Your goal: Filter the listing below and copy out every line that contains the string "pull".
+ + + + + + +
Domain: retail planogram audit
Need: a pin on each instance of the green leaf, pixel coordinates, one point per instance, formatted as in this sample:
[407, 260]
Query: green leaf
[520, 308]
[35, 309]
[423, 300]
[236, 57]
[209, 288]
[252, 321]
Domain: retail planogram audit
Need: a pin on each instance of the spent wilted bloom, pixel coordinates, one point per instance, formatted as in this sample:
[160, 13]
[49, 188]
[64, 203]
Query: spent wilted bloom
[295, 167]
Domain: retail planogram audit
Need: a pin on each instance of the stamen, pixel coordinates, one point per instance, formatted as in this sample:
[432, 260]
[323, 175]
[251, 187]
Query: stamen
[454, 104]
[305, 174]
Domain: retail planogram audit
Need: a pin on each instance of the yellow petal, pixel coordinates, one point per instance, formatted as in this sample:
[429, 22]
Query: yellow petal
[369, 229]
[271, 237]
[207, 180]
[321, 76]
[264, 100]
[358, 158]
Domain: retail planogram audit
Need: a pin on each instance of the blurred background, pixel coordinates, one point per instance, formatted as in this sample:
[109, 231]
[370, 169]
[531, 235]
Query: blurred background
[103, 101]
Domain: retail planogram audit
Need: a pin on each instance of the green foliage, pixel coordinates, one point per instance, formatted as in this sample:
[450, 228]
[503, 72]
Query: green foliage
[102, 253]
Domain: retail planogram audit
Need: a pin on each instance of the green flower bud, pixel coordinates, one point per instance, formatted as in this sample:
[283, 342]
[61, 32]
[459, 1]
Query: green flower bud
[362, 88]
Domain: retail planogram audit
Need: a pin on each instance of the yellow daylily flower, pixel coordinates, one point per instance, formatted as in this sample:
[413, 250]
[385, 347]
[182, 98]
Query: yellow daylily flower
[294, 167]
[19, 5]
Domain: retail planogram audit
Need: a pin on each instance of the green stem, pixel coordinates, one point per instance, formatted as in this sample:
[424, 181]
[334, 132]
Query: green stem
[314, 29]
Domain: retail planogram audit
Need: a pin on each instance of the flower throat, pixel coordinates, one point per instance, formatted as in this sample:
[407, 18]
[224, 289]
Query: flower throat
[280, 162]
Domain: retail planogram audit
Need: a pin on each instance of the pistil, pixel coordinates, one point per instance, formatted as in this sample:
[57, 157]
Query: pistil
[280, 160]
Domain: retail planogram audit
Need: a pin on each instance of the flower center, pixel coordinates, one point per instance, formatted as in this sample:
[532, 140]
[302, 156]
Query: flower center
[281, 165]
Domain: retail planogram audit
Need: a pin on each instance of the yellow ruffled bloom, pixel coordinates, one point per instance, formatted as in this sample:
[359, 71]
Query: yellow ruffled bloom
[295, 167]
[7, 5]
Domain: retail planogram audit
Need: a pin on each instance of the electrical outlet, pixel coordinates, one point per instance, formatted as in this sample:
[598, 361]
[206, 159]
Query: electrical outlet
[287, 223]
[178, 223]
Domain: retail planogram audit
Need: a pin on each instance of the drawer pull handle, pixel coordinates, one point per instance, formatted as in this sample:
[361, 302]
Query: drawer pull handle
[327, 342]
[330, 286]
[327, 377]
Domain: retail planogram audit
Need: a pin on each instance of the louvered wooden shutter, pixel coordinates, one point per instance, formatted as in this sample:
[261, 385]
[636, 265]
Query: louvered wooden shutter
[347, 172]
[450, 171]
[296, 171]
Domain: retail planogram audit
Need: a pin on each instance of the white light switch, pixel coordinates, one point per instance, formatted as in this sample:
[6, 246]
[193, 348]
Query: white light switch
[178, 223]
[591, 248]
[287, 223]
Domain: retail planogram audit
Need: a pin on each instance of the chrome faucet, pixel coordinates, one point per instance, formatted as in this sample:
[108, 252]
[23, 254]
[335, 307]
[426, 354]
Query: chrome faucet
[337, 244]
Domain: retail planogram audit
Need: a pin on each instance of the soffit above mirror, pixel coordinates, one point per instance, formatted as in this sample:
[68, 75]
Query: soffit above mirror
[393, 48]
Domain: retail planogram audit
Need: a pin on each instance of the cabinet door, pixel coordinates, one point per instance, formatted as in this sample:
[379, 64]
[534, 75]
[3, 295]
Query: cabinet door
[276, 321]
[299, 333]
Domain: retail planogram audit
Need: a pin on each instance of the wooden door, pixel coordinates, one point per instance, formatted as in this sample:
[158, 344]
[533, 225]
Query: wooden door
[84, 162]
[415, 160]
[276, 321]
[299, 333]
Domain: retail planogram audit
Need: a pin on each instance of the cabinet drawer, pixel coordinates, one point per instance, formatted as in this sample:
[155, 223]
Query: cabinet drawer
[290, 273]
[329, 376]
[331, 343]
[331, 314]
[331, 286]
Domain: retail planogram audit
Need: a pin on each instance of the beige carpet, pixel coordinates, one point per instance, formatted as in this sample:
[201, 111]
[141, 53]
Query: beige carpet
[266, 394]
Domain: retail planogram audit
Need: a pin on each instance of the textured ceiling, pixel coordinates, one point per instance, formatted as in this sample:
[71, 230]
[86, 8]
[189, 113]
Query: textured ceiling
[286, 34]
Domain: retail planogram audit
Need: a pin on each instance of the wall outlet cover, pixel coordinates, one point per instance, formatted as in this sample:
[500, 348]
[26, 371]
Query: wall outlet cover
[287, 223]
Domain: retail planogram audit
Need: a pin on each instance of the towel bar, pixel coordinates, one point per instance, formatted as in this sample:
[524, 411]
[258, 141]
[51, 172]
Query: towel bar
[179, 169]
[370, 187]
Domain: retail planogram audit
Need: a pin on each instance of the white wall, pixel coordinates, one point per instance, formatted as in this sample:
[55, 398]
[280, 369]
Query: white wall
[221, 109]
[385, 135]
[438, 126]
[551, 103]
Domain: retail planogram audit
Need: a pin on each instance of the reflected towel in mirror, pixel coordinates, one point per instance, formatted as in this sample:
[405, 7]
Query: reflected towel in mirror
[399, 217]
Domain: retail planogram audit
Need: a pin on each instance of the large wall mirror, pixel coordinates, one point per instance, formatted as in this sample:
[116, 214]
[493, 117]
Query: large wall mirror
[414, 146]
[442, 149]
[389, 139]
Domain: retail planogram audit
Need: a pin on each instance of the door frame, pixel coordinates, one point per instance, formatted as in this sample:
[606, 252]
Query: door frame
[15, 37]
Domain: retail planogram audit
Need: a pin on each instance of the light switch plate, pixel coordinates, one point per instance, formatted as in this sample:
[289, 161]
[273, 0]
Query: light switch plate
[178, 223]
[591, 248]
+ + + + + + +
Result of the task:
Need: a pin on each instance of the drawer pull handle, pixel coordinates, one point per instance, formatted as in this sample:
Query: drawer pull handle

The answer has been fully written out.